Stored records
============================================================

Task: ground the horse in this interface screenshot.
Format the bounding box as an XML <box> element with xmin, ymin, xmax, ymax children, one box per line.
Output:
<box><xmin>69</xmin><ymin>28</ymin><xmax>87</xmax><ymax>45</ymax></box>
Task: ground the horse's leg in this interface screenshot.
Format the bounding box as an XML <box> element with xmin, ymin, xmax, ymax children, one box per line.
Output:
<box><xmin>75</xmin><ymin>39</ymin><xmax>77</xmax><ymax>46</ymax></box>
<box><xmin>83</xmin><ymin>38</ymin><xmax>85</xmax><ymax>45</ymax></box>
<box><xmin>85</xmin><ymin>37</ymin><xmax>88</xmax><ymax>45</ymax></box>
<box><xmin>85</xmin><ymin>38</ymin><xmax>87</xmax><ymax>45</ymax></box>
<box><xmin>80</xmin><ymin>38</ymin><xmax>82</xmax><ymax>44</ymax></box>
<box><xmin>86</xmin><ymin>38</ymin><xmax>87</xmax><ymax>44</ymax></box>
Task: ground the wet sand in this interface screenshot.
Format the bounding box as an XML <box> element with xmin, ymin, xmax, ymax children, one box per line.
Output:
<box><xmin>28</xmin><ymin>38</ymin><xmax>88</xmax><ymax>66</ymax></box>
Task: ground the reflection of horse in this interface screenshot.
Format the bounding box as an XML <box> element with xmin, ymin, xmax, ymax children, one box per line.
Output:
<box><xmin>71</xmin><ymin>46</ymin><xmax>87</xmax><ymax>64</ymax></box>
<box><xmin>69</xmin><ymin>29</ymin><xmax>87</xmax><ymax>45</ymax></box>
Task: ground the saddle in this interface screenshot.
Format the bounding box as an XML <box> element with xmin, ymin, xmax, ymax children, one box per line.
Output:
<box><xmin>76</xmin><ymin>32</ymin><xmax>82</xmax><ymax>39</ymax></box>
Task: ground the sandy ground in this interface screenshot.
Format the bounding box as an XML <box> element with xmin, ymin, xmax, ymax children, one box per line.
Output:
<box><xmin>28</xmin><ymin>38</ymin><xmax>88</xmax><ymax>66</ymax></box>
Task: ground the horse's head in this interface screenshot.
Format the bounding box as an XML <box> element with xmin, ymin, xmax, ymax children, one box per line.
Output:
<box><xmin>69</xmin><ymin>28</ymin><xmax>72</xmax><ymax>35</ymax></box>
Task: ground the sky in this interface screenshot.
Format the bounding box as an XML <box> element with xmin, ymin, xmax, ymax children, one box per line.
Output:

============================================================

> TASK TO COMPLETE
An exact copy of the lines above, from the one containing "Task: ground the horse's leg" through the one containing "Task: ground the saddle", is the whole of the answer.

> FINISHED EXERCISE
Task: ground the horse's leg in this interface screenshot.
Format the bounding box as an XML <box> element with xmin, ymin, xmax, ymax children, one box per line.
Output:
<box><xmin>75</xmin><ymin>39</ymin><xmax>77</xmax><ymax>46</ymax></box>
<box><xmin>83</xmin><ymin>38</ymin><xmax>85</xmax><ymax>45</ymax></box>
<box><xmin>85</xmin><ymin>37</ymin><xmax>88</xmax><ymax>45</ymax></box>
<box><xmin>85</xmin><ymin>38</ymin><xmax>87</xmax><ymax>45</ymax></box>
<box><xmin>80</xmin><ymin>38</ymin><xmax>82</xmax><ymax>44</ymax></box>
<box><xmin>86</xmin><ymin>38</ymin><xmax>87</xmax><ymax>44</ymax></box>
Task: ground the wet sand in this interface screenshot.
Format the bounding box as an XML <box> element with xmin, ymin, xmax, ymax children, one box per line.
Output:
<box><xmin>28</xmin><ymin>38</ymin><xmax>88</xmax><ymax>66</ymax></box>
Task: ground the reflection of horse in this interface screenshot.
Format the bounding box as an XML <box> element with xmin, ymin, xmax, ymax children, one box per line.
Output:
<box><xmin>71</xmin><ymin>46</ymin><xmax>87</xmax><ymax>64</ymax></box>
<box><xmin>69</xmin><ymin>29</ymin><xmax>87</xmax><ymax>45</ymax></box>
Task: ground the saddle in this interface screenshot.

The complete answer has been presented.